## [ASSIGNMENT]
Translate this sentence from the hyperlipidemia thread below into Spanish: "I would use this code only for HL."

## [EXERCISE TEXT]
┄┄┄┄┄┄┄┄┄┄┄┄┄┄┄┄┄┄┄┄

# Hyperlipidemia



## kumeena (Apr 8, 2013)

If doctor documented and coded for HL (272.4) and (272.1) is it OK to bill like that?

Thank you


----------



## mitchellde (Apr 8, 2013)

it depends on what exactly the documentation states.


----------



## BeckyL1958 (Apr 8, 2013)

272.1 is  *hyperglyceridemia,* I looked it up and posted the definition below. If he documeted HL which is hyperlipidemia abbreviated, I would feel comfortable using 272.4 = unspecified hyperlipidema, but I would not use 272.1 without verifying with the doctor that this is actually what the patient has. 

hyperglyceridemia
[-glī′səridē′mē·ə] 
Etymology: Gk, hyper, glykys + haima, blood
an excess of glycerides, particularly triglycerides, in the blood. It is caused by a congenital defect in the ability to metabolize the amino acid glycine. 
Mosby's Medical Dictionary, 8th edition. © 2009, Elsevier.


----------



## kumeena (Apr 8, 2013)

Thank you .


----------



## kumeena (Apr 8, 2013)

mitchellde said:


> it depends on what exactly the documentation states.



HL and High TG was documented.


----------



## KaylaR2007 (May 15, 2013)

272.4 definition indicates elevated cholesterol and triglycerides.  I would use this code only for HL.  If provider states hypertriglyceridemia, then use 272.1.  You could use both if you have that statement, otherwise 272.4 is good enough


----------

┄┄┄┄┄┄┄┄┄┄┄┄┄┄┄┄┄┄┄┄

## [Stored data entries]
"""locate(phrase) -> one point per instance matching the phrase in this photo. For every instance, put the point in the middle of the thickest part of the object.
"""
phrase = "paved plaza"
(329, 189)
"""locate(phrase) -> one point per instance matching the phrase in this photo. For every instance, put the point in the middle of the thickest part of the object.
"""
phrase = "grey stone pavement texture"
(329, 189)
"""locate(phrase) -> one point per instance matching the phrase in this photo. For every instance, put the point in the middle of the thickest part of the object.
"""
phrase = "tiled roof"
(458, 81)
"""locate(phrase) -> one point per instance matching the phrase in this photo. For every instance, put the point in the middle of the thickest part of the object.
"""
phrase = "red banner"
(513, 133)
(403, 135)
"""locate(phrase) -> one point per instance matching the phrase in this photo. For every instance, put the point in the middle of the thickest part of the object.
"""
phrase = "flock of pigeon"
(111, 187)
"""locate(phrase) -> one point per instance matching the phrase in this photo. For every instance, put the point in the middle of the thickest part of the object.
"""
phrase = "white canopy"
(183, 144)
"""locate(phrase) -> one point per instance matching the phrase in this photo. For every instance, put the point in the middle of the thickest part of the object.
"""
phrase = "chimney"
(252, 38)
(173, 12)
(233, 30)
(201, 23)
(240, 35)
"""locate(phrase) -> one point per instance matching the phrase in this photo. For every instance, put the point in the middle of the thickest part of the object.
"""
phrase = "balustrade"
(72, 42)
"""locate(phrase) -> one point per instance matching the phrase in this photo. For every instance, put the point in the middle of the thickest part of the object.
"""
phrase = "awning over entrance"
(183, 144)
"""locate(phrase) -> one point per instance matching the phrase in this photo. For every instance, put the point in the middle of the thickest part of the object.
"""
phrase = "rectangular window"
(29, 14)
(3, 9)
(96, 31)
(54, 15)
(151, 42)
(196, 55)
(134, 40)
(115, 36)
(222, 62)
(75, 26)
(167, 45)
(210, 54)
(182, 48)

┄┄┄┄┄┄┄┄┄┄┄┄┄┄┄┄┄┄┄┄

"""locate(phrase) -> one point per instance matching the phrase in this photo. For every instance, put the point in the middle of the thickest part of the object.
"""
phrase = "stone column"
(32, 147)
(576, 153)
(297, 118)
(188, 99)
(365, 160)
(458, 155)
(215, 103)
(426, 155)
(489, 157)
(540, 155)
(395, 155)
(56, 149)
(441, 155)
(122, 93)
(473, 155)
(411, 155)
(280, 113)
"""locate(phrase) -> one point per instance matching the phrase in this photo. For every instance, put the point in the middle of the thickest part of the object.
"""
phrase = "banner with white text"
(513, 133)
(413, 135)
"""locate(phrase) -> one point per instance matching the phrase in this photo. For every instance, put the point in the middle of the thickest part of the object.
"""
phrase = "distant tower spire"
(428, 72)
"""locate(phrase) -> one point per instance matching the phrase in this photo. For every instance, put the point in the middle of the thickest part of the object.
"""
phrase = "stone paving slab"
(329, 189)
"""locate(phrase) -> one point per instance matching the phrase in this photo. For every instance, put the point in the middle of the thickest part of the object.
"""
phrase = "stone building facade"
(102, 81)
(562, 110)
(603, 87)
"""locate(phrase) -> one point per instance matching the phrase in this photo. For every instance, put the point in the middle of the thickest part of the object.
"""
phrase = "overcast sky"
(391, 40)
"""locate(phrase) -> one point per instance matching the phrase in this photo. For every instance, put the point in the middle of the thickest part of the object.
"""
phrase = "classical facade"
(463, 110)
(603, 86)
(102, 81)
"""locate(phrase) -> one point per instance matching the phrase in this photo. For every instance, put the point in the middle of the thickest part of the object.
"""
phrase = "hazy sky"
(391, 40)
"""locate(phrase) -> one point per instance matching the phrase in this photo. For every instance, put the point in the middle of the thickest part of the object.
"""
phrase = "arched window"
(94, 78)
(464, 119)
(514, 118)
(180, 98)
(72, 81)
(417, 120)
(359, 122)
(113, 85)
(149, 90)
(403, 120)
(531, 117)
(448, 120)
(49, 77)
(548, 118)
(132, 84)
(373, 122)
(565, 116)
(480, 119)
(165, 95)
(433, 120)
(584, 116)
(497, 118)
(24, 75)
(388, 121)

┄┄┄┄┄┄┄┄┄┄┄┄┄┄┄┄┄┄┄┄

## [ANSWER TO THIS TASK]
Yo usaría este código solo para HL.